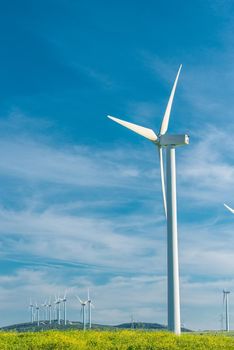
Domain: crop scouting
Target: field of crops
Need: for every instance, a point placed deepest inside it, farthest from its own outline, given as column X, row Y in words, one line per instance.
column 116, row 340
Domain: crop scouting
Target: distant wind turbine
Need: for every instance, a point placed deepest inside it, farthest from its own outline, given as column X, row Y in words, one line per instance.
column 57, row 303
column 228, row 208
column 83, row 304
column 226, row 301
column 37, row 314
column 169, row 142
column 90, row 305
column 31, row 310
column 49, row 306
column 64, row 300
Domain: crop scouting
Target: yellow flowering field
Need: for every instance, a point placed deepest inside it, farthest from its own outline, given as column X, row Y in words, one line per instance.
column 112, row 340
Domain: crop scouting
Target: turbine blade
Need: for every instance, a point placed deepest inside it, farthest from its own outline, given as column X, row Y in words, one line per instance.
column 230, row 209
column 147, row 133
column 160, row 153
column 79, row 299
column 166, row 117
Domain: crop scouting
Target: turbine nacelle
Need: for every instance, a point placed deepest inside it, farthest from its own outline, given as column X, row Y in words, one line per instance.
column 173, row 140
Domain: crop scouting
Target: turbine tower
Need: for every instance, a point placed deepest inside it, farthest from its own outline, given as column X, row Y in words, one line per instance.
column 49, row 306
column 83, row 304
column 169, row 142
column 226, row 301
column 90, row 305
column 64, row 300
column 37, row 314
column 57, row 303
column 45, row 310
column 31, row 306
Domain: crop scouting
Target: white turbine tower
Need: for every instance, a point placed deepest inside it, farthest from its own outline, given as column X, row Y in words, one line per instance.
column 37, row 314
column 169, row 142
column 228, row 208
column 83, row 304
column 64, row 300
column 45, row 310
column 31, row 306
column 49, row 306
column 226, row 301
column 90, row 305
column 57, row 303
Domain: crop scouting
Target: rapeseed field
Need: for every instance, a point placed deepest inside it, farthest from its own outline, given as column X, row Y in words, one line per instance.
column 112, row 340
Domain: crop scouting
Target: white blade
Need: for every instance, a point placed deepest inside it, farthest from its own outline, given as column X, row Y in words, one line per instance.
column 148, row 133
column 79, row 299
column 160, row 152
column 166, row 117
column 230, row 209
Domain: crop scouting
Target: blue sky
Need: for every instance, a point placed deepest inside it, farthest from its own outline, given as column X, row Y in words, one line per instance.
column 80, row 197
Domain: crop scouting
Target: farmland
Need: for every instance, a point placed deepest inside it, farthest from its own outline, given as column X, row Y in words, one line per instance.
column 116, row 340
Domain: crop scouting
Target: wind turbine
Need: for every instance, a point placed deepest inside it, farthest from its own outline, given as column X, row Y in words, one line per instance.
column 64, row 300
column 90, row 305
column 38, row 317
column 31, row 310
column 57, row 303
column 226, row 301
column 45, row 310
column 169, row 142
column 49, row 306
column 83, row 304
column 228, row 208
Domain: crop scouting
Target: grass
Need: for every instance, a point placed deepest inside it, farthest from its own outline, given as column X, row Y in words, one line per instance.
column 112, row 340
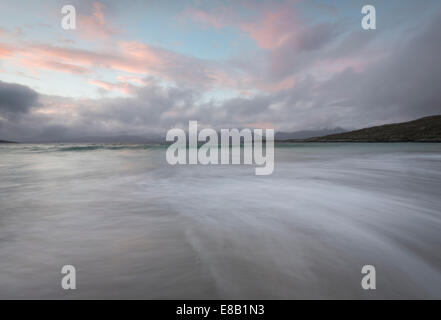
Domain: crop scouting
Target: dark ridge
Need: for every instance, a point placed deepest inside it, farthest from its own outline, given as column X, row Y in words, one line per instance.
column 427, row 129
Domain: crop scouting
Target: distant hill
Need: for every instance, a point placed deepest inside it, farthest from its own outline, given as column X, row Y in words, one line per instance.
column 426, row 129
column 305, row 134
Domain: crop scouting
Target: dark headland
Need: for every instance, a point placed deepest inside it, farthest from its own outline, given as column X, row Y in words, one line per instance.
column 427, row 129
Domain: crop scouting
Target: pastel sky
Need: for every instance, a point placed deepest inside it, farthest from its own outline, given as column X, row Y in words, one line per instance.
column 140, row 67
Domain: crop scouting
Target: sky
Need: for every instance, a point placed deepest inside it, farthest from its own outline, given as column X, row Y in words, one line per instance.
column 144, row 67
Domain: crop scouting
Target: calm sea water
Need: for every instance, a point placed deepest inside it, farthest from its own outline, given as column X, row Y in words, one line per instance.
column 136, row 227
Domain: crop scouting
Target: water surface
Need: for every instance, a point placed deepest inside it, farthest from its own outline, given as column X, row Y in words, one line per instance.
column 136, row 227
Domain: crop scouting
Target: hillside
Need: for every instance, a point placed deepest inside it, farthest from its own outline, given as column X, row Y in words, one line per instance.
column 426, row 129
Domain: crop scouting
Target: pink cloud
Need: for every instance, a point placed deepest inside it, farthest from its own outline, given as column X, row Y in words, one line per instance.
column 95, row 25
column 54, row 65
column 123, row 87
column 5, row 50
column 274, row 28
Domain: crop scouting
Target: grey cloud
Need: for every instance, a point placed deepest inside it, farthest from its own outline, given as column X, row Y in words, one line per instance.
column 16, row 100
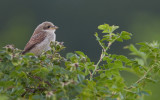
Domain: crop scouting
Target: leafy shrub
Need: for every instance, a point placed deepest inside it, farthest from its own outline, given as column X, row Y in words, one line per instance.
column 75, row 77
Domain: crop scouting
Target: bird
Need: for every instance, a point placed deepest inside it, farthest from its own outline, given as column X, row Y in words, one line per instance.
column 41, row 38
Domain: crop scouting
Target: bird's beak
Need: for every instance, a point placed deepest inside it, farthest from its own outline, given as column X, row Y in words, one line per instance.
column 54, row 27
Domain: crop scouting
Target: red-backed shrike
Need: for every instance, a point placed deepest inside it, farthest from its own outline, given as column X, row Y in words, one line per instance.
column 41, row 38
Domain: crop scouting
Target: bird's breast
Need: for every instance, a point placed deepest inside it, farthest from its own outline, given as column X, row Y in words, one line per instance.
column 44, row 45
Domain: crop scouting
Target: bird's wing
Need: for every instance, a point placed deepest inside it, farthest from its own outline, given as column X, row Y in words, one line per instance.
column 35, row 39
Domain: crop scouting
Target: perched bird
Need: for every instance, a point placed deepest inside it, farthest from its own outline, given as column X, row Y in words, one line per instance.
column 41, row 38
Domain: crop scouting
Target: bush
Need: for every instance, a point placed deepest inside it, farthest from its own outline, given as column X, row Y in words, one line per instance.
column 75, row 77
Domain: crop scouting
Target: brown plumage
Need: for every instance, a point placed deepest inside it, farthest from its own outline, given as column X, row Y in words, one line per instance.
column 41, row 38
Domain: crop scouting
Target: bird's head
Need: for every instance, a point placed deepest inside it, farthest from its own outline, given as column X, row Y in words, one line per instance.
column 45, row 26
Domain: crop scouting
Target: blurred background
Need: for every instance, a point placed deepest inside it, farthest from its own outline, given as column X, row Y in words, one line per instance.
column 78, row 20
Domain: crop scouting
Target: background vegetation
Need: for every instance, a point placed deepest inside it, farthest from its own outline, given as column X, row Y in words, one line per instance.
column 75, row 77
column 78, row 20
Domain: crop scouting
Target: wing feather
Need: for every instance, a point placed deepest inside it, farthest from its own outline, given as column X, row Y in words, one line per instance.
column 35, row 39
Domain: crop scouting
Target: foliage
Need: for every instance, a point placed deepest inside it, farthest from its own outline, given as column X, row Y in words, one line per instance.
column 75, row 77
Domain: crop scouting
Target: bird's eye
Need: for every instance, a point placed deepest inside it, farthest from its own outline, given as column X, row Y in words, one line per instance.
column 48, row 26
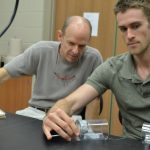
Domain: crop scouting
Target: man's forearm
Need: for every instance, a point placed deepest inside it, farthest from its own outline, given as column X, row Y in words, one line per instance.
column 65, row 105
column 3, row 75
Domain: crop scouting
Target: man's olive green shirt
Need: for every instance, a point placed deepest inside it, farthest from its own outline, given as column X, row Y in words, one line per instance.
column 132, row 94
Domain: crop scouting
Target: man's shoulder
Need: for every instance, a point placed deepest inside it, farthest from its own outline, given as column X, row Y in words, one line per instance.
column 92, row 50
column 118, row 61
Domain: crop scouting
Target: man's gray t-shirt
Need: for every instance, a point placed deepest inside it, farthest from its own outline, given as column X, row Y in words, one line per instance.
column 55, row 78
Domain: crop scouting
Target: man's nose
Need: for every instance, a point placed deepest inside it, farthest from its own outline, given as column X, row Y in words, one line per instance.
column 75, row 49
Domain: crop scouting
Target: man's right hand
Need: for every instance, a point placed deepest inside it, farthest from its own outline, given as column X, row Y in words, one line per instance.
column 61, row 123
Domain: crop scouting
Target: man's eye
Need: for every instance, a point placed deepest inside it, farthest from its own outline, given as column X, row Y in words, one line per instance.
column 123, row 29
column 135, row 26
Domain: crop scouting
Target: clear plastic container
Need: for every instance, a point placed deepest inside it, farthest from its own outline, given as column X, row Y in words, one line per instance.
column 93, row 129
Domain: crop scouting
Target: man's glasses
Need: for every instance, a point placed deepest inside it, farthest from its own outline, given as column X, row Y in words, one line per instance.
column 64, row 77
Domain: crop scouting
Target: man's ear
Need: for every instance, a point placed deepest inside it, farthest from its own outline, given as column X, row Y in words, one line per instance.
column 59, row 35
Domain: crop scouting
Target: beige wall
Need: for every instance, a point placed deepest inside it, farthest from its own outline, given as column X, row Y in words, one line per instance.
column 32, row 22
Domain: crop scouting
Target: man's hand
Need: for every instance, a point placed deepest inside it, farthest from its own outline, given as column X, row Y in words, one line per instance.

————————

What the task requires =>
In the records above, take every line from the opening one through the line with "Target: yellow flowering field" and repeat it exactly; pictures are not part of the copy.

Answer section =>
Domain: crop scouting
Target: field of crops
Need: for every instance, a point placed deepest inside it, farthest from its own outline, given as column X, row Y in words, one line per instance.
column 116, row 340
Domain: crop scouting
Target: distant wind turbine
Need: for every instance, a point placed deepest inside it, farthest from its own outline, given as column X, row Y in words, one line per instance.
column 57, row 303
column 228, row 208
column 83, row 304
column 226, row 301
column 37, row 314
column 169, row 142
column 90, row 305
column 31, row 310
column 49, row 306
column 64, row 300
Domain: crop scouting
Target: yellow flowering field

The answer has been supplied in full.